## Goal
Copy the lines of the material from the line with "Pinpoint metal fence" up to and including the line with "left=168, top=129, right=222, bottom=183", word for word.

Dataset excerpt
* begin *

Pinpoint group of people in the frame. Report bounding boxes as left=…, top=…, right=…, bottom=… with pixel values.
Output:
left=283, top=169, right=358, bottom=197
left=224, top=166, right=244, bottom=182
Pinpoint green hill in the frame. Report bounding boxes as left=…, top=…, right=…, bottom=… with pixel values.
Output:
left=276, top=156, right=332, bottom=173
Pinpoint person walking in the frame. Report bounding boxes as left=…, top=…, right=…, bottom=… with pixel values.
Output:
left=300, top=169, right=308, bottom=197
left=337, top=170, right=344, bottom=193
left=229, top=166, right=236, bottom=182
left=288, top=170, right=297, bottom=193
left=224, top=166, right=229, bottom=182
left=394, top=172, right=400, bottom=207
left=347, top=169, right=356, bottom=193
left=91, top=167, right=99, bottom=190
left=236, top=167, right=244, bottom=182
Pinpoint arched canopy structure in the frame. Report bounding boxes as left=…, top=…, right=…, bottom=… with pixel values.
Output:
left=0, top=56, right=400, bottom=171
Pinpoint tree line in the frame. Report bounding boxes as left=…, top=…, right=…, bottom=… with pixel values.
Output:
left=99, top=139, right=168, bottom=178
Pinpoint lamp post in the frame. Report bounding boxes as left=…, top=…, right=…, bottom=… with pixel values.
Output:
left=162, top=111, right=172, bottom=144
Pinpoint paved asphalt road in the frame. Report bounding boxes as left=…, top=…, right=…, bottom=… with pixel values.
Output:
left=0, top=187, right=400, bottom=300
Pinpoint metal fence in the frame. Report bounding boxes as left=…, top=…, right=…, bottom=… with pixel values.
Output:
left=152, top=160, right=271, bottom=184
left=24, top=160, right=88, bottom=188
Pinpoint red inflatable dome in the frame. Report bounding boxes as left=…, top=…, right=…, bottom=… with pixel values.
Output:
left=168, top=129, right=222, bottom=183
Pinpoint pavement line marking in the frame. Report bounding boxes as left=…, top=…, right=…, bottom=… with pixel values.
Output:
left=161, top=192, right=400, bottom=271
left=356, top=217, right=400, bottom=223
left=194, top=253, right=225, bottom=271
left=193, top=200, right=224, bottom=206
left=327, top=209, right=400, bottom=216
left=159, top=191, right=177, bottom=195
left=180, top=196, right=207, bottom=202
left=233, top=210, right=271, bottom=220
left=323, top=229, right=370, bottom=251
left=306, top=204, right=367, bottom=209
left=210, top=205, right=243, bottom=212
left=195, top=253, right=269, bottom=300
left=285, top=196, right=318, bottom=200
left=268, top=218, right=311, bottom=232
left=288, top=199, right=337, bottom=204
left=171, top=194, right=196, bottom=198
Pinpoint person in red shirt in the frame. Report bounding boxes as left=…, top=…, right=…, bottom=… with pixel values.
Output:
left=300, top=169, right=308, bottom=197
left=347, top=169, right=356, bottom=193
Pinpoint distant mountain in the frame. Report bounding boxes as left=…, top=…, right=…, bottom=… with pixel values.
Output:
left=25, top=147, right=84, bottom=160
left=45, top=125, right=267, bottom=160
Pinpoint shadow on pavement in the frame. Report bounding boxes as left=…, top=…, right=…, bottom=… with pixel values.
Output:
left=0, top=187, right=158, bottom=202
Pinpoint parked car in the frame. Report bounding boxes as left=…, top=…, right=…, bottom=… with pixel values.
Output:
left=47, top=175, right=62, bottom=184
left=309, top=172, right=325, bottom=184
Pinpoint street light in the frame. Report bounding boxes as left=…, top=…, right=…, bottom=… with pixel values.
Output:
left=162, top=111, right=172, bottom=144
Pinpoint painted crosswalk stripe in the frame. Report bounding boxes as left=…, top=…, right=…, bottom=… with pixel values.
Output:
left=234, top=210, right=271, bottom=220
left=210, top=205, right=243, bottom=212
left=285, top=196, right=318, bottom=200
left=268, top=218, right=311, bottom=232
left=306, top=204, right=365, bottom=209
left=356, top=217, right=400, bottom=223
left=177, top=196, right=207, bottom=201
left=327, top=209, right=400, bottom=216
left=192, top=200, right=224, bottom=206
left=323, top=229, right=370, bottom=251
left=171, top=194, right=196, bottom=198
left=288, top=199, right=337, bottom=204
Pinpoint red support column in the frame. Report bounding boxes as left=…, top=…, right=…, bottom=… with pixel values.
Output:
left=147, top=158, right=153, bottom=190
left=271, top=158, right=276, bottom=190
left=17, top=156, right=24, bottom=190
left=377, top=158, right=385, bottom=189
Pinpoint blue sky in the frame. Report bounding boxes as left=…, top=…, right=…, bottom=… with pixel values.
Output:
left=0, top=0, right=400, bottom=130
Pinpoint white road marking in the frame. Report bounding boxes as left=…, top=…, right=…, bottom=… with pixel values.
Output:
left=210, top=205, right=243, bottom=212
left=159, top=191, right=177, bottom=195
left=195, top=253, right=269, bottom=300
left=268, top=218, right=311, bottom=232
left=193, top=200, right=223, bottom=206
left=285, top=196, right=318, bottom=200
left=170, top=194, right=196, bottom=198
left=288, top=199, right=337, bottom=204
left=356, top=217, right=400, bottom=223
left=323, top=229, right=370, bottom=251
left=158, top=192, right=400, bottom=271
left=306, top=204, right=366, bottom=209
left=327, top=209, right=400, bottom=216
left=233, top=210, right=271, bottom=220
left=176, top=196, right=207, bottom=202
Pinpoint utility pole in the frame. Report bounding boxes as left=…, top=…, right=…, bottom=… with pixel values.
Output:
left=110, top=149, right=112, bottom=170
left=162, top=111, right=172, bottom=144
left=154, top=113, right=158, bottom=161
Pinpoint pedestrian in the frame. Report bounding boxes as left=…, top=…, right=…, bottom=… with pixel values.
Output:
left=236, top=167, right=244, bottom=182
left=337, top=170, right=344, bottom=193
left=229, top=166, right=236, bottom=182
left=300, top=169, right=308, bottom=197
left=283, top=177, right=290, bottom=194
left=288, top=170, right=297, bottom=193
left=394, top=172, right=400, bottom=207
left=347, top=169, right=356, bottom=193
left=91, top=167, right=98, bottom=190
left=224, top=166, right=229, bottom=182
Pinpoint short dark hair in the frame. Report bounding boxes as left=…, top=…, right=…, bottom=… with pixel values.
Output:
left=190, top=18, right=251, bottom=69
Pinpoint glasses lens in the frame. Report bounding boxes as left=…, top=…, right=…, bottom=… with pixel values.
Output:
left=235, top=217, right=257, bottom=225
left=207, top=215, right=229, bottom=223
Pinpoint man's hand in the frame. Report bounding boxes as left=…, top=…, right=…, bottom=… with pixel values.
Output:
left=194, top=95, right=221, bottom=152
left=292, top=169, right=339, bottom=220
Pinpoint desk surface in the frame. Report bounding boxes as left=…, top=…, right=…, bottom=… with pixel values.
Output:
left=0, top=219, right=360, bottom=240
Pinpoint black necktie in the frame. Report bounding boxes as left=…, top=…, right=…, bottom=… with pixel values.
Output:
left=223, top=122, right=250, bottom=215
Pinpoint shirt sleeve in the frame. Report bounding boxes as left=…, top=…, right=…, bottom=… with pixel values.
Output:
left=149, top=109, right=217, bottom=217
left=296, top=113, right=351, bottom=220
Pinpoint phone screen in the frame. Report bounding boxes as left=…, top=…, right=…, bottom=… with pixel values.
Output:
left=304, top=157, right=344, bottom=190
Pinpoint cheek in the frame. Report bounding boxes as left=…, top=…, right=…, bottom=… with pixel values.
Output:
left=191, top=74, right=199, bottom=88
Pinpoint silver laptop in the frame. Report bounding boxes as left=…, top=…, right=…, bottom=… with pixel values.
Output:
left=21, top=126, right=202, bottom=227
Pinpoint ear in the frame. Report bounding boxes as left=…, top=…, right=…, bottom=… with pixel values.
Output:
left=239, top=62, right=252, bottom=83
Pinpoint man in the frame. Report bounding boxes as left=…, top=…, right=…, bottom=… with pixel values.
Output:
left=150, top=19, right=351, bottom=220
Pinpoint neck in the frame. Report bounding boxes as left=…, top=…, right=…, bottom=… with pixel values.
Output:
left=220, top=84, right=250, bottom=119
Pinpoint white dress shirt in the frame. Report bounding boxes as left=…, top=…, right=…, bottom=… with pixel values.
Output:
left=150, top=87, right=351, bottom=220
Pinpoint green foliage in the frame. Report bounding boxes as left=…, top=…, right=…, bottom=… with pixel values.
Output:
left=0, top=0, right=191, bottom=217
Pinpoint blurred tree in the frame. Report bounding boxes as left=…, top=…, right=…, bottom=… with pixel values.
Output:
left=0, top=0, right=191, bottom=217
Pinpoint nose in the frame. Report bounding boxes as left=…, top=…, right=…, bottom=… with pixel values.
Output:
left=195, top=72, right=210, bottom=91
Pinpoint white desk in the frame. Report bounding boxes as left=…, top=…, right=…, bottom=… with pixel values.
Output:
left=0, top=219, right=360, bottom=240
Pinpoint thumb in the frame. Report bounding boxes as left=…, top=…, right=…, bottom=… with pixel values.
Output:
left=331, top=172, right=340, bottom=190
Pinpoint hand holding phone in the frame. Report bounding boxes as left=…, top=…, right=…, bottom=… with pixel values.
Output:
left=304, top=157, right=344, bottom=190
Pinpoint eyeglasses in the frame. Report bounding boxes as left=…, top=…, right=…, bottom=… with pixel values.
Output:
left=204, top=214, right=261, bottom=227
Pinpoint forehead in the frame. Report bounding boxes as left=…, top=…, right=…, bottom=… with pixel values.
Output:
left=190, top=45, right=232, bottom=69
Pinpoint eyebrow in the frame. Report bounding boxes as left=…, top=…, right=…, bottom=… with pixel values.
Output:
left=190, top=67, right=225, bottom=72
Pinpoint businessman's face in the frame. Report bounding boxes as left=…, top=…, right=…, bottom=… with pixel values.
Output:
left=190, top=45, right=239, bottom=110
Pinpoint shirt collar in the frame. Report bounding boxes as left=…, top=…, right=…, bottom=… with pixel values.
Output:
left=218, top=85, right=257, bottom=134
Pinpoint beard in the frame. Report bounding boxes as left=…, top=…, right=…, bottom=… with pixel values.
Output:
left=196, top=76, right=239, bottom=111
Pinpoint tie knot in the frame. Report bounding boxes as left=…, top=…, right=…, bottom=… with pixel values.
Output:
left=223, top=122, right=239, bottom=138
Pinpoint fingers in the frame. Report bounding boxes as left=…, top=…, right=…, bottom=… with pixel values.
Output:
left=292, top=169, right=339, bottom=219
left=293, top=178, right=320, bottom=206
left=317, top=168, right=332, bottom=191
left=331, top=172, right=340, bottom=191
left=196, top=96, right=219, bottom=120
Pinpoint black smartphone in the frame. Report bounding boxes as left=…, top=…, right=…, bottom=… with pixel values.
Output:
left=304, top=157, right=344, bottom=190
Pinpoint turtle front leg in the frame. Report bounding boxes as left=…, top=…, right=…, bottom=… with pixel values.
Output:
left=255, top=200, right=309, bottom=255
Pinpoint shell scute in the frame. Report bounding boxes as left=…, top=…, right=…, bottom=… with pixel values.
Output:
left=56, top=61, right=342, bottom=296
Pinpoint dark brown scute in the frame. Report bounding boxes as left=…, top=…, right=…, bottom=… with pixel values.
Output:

* end *

## Task solution
Pinpoint metal fence in the frame. Report bounding boxes as left=…, top=…, right=…, bottom=… with pixel values.
Output:
left=152, top=160, right=271, bottom=184
left=24, top=160, right=88, bottom=188
Pinpoint red inflatable dome in the frame. Report bounding boxes as left=…, top=…, right=…, bottom=… with pixel values.
Output:
left=168, top=129, right=222, bottom=183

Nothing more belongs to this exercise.